**EXERCISE INSTRUCTIONS:**
Every record should be written out exactly, please.

-- START --

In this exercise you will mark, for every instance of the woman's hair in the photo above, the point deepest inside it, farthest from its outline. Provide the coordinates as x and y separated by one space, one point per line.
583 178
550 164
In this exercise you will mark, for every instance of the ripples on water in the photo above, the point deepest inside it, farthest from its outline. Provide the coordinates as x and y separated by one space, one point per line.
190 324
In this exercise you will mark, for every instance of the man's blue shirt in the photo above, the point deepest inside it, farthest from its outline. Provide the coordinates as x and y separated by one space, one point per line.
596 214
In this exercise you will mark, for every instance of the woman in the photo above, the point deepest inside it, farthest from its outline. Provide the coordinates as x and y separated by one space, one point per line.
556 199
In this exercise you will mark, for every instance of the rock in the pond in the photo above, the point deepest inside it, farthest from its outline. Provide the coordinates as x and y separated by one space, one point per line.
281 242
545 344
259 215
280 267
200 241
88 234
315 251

-- END --

**RESULT:**
In this exercise you will mark, for every instance of the woman's hair in the photo above, the point deepest inside it, farthest from its outline. Provide the coordinates as x and y separated by one space, one point per line.
583 178
550 164
In this exercise you will mark, for every instance of the ripples on water in the photo above, the point deepest inside it, farthest from its outline. Provide the coordinates as x and y separated by one space, one point per line.
190 324
In this exercise you will mark, for every instance of the man's blue shirt in the photo above, the point deepest inside it, farthest from its outline. Provide the coordinates as x and y separated by one space, one point per line.
596 214
In this exercise you will mark, for every instance of the woman in the photo above, the point deepest inside it, farthest from its outline. Provide the coordinates as x and y separated by one space, one point per line.
556 199
In this exercise you will mark, for every instance of the rock in the pond in the photo above, the point deepest inside it, farthest from its outline. Provide the coordinates as x and y separated by one space, one point per line.
281 242
545 344
259 215
280 267
200 241
88 234
315 251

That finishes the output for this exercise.